===== EXERCISE INPUT =====

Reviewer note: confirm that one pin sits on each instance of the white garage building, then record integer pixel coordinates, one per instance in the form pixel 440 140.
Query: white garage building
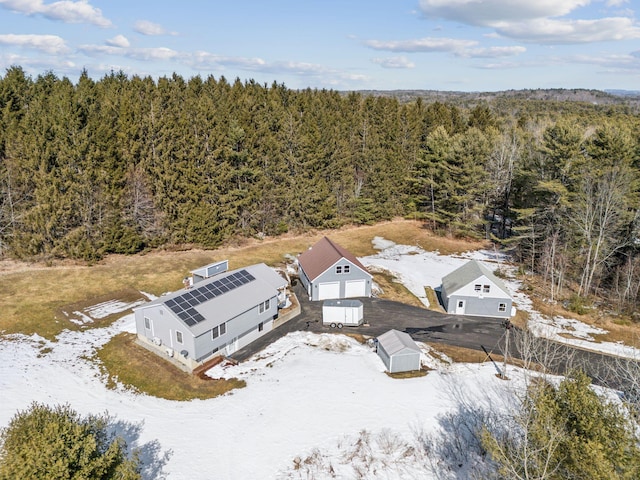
pixel 328 271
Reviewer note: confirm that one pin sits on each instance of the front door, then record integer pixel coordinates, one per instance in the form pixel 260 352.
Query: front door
pixel 232 346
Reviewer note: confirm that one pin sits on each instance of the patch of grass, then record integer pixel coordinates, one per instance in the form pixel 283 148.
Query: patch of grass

=====

Reproduce every line of the listing above verbatim, leaving the pictures out of your copy.

Reviewer note: confirm that one pin sits on each instance of the white garage building, then record integer pixel coordinates, one per instance in the form pixel 440 140.
Query: white garage building
pixel 328 271
Reviewer note: confirm that one pin sits on each instance of the front door, then record integer pixel coordinates, one per instance in the form pixel 260 352.
Query: front door
pixel 232 346
Reviewer note: confirm that one pin sits on each instance of the patch of grass, then record integer pixel coordinates, one per instance in the form pixel 283 148.
Query: patch of grass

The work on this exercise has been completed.